*** EXTRACTED DATA
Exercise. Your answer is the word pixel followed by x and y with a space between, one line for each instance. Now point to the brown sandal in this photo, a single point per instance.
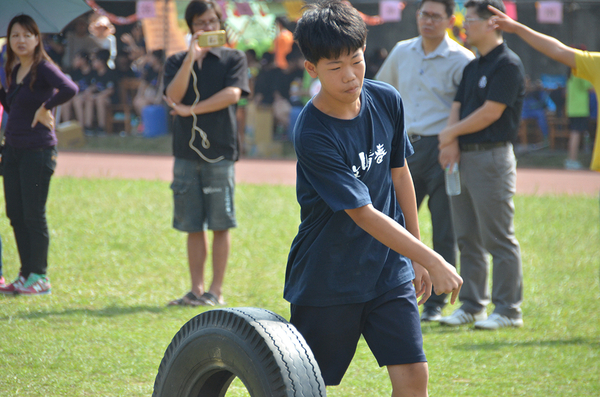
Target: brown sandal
pixel 188 299
pixel 211 300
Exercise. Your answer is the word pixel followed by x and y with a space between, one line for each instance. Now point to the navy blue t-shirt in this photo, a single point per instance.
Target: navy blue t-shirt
pixel 346 164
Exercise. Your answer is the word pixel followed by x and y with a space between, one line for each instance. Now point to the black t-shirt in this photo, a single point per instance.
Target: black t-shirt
pixel 222 67
pixel 498 76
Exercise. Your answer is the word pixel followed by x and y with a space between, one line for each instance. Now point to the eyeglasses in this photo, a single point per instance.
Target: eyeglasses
pixel 469 21
pixel 435 18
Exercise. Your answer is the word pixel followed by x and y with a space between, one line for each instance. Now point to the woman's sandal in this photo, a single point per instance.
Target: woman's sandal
pixel 211 300
pixel 188 299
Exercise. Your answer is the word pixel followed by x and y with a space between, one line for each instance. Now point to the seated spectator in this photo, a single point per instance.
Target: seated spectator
pixel 103 31
pixel 77 38
pixel 123 67
pixel 135 45
pixel 83 75
pixel 102 93
pixel 150 91
pixel 536 104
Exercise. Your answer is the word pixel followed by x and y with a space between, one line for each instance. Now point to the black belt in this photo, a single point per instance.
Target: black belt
pixel 476 147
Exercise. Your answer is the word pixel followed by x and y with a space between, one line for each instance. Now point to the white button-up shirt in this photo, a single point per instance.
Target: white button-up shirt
pixel 427 83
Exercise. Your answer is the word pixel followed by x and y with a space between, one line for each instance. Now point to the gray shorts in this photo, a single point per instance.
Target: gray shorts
pixel 203 195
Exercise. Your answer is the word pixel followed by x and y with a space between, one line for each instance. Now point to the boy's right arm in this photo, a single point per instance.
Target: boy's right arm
pixel 391 234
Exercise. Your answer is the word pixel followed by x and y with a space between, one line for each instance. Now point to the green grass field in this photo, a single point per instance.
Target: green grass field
pixel 115 261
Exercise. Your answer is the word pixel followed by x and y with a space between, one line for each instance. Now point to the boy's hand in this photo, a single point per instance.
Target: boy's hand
pixel 449 154
pixel 422 283
pixel 446 280
pixel 177 109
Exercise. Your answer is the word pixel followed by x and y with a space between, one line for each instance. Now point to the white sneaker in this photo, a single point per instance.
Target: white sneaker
pixel 496 321
pixel 461 317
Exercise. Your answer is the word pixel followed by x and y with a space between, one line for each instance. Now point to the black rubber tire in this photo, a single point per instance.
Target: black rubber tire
pixel 259 347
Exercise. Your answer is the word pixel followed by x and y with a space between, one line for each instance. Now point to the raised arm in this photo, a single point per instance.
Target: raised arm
pixel 388 232
pixel 547 45
pixel 405 194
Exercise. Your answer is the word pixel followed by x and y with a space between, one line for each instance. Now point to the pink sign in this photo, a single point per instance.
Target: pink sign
pixel 145 9
pixel 511 9
pixel 549 12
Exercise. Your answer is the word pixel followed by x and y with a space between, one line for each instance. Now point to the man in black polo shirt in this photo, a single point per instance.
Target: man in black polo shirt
pixel 203 86
pixel 483 122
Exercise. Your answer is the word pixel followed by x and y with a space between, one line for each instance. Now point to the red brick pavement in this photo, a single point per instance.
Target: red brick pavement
pixel 94 165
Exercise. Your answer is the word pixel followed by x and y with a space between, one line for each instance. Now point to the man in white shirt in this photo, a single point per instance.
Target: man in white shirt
pixel 427 70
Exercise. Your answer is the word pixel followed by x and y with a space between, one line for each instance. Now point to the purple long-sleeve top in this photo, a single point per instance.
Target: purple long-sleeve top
pixel 51 88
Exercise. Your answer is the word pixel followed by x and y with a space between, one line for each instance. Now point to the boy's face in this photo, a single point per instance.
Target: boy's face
pixel 476 28
pixel 341 78
pixel 433 21
pixel 207 22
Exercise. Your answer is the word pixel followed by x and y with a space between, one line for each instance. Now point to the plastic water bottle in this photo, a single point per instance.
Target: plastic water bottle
pixel 452 180
pixel 587 143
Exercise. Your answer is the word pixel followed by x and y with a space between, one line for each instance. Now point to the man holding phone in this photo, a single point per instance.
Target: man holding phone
pixel 203 86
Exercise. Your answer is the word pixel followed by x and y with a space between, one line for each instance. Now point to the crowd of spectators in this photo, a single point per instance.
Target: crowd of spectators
pixel 97 59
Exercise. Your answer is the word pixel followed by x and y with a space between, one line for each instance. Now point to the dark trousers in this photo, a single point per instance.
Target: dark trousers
pixel 27 174
pixel 428 179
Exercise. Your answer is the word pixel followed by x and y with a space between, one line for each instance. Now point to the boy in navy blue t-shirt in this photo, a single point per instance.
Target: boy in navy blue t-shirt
pixel 352 266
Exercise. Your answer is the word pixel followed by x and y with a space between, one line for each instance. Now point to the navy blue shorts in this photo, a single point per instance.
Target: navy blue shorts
pixel 389 323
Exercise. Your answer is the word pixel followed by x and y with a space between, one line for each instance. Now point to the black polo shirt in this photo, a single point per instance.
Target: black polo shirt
pixel 222 67
pixel 498 76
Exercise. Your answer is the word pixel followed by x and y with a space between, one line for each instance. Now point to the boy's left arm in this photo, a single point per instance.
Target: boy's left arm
pixel 405 194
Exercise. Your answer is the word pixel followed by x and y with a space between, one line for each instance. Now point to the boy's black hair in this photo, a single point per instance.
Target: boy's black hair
pixel 329 29
pixel 103 55
pixel 199 7
pixel 448 5
pixel 158 54
pixel 481 7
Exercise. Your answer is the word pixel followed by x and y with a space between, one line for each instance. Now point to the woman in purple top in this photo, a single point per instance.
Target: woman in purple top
pixel 35 87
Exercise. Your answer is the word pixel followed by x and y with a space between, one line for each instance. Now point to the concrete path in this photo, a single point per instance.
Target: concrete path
pixel 94 165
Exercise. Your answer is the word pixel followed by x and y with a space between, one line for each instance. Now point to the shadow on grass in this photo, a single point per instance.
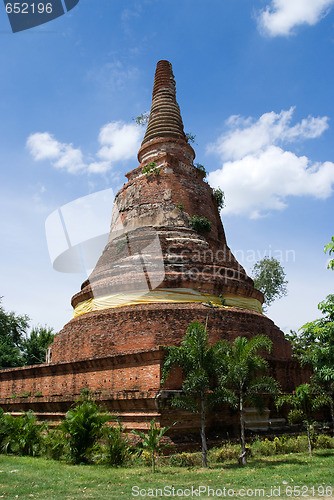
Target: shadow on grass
pixel 261 463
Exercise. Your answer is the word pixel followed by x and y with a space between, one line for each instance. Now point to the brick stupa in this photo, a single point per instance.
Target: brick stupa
pixel 158 272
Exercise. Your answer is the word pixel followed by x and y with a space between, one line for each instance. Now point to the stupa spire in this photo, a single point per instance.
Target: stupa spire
pixel 165 116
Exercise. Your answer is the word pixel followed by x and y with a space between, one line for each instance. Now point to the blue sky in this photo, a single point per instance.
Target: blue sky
pixel 255 85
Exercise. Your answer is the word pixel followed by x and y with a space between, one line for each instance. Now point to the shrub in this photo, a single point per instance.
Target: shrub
pixel 151 168
pixel 151 441
pixel 324 442
pixel 219 196
pixel 55 444
pixel 83 425
pixel 227 452
pixel 201 168
pixel 21 435
pixel 118 445
pixel 185 460
pixel 200 224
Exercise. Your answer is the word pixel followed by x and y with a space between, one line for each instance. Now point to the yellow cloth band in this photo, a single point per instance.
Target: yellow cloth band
pixel 164 295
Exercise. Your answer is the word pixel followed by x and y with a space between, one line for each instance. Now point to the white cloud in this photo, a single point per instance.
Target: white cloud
pixel 43 146
pixel 258 175
pixel 119 141
pixel 248 136
pixel 281 16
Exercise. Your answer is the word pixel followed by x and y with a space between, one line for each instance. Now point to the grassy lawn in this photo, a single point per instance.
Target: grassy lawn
pixel 293 475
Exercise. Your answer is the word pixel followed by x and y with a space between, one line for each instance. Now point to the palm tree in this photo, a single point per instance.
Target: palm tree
pixel 198 362
pixel 241 372
pixel 305 402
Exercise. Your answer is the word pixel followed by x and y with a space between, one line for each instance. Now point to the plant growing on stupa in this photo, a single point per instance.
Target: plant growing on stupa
pixel 269 278
pixel 200 224
pixel 330 248
pixel 219 196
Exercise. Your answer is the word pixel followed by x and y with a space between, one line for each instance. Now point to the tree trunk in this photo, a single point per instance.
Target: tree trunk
pixel 153 461
pixel 203 437
pixel 332 413
pixel 243 457
pixel 309 438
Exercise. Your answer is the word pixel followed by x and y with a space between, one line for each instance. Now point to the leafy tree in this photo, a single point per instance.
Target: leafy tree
pixel 314 345
pixel 330 248
pixel 304 402
pixel 269 278
pixel 12 331
pixel 35 346
pixel 151 441
pixel 198 362
pixel 241 369
pixel 83 426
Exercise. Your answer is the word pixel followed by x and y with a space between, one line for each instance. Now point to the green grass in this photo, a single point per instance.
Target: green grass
pixel 25 478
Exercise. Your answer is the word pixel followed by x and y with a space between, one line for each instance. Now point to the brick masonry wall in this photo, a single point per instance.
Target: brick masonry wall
pixel 147 326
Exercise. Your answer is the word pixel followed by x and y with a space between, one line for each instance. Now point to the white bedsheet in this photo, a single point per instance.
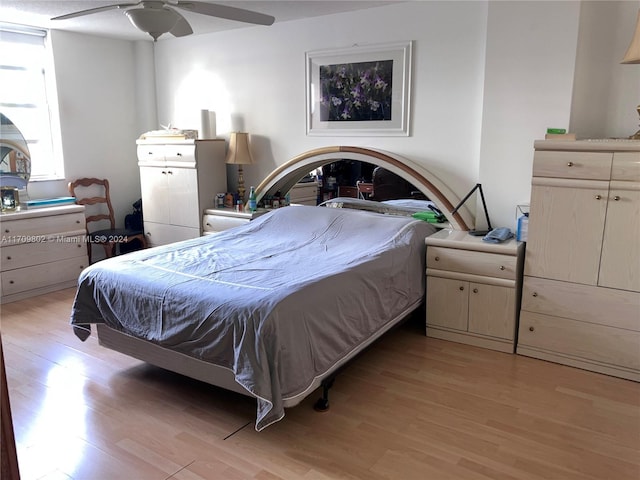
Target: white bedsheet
pixel 278 301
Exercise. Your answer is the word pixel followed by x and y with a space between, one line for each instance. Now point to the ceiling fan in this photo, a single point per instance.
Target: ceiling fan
pixel 157 17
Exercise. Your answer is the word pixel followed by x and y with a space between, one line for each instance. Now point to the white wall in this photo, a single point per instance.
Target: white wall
pixel 528 83
pixel 99 124
pixel 488 79
pixel 254 79
pixel 606 93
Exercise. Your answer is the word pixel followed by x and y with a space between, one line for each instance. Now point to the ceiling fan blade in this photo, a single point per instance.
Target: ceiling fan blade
pixel 182 27
pixel 94 10
pixel 223 11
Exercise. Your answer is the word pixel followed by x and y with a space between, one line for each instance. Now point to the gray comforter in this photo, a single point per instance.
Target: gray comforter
pixel 278 301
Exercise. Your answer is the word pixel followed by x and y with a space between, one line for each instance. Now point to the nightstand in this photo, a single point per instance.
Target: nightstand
pixel 218 219
pixel 473 289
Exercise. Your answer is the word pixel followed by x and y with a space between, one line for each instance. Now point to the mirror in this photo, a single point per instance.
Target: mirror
pixel 15 160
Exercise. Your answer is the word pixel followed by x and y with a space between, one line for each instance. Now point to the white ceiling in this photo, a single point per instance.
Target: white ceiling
pixel 114 23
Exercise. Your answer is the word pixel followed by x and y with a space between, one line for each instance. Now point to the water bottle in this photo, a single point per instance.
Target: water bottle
pixel 252 200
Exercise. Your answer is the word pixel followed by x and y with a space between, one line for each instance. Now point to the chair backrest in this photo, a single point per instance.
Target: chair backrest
pixel 92 186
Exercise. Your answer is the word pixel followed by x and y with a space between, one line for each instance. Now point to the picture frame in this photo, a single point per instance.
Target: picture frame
pixel 359 91
pixel 10 198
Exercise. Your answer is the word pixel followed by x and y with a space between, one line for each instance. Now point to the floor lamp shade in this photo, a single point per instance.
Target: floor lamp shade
pixel 633 52
pixel 239 154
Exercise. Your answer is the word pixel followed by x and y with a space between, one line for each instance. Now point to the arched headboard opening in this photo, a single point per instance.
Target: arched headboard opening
pixel 288 174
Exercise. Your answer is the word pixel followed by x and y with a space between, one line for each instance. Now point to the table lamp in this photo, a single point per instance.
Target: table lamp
pixel 239 154
pixel 633 57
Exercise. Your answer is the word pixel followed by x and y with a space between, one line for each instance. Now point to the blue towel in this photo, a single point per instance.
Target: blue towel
pixel 498 235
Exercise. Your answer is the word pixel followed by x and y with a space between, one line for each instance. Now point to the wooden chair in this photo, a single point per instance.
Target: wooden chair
pixel 110 237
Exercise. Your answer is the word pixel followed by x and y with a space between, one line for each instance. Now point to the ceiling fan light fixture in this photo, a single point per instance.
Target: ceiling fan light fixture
pixel 154 21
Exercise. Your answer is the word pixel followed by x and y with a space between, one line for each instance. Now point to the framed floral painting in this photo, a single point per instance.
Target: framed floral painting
pixel 359 91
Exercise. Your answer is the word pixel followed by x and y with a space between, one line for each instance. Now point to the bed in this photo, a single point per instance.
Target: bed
pixel 254 309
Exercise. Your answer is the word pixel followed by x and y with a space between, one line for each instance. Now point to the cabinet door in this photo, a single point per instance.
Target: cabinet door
pixel 447 303
pixel 155 194
pixel 619 267
pixel 566 225
pixel 492 310
pixel 184 208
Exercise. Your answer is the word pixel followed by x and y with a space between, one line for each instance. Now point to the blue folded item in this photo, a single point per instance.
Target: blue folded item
pixel 498 235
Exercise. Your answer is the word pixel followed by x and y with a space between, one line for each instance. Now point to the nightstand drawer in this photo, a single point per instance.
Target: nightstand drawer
pixel 472 262
pixel 584 165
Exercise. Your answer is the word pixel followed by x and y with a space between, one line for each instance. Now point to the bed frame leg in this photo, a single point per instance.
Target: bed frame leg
pixel 322 405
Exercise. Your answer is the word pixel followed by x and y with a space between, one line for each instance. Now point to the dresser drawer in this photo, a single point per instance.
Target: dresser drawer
pixel 12 230
pixel 175 154
pixel 151 154
pixel 604 306
pixel 587 342
pixel 40 276
pixel 27 254
pixel 472 262
pixel 218 223
pixel 582 165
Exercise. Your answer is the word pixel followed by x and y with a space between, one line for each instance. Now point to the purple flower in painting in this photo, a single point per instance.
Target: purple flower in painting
pixel 356 91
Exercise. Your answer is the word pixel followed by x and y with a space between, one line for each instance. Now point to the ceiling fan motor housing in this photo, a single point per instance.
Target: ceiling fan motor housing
pixel 154 21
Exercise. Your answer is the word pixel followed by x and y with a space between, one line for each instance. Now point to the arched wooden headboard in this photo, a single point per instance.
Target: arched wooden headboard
pixel 288 174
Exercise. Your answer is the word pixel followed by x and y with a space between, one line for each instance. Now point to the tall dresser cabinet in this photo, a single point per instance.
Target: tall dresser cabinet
pixel 179 180
pixel 581 300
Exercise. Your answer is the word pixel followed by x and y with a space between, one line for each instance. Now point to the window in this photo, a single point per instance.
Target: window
pixel 28 96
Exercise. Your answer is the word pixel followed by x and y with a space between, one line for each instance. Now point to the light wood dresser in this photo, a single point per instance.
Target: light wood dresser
pixel 179 180
pixel 581 300
pixel 42 250
pixel 473 289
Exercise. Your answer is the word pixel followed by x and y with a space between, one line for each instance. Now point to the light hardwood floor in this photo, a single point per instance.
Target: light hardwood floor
pixel 410 407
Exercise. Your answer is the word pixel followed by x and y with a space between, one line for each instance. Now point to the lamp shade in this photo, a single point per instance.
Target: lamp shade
pixel 633 52
pixel 239 153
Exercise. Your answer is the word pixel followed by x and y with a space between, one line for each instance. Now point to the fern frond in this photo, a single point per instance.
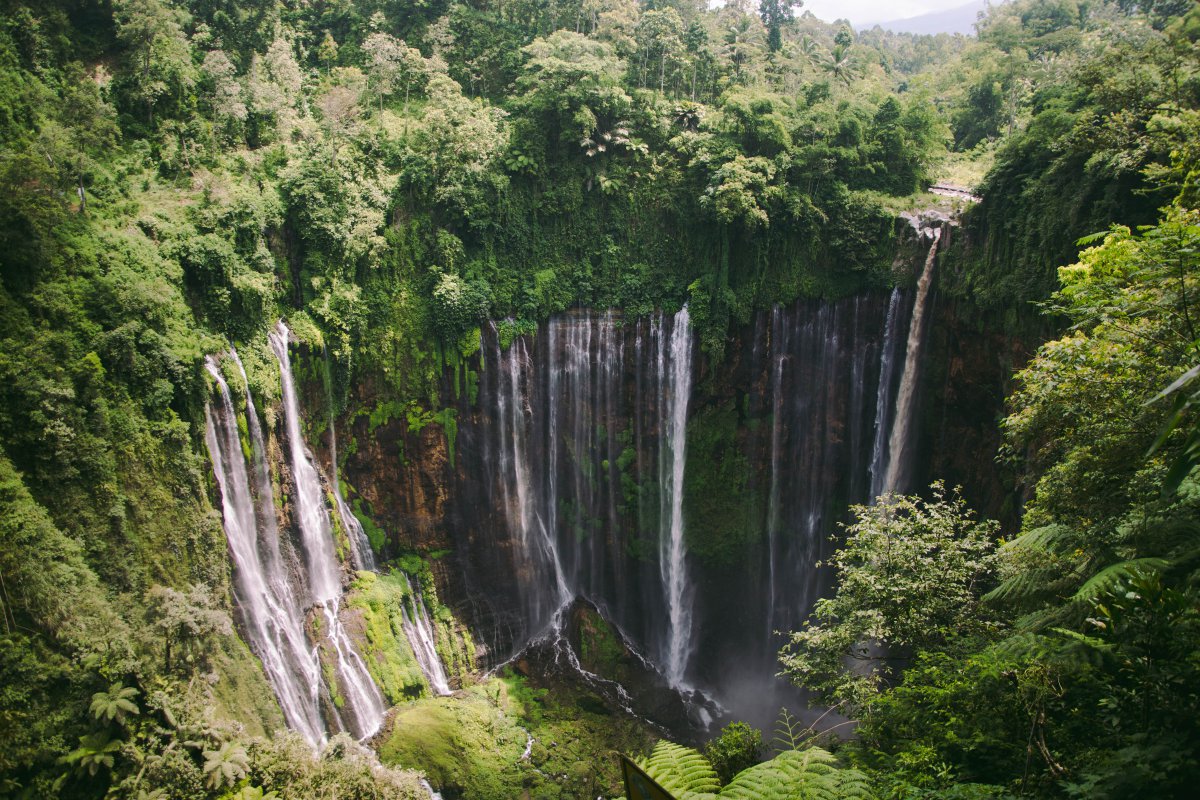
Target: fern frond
******
**TASK PROMPT:** Convert the listing from the line with "the navy blue t-shirt" through the line with "pixel 346 164" into a JSON list of strings, one string per line, leaving out any blank lines.

**RIGHT ANSWER:**
[
  "Exercise. Your answer is the word pixel followed by x and y with a space between, one line for each instance. Now point to the navy blue t-shirt in this photo, a single point per instance.",
  "Target: navy blue t-shirt",
  "pixel 346 164"
]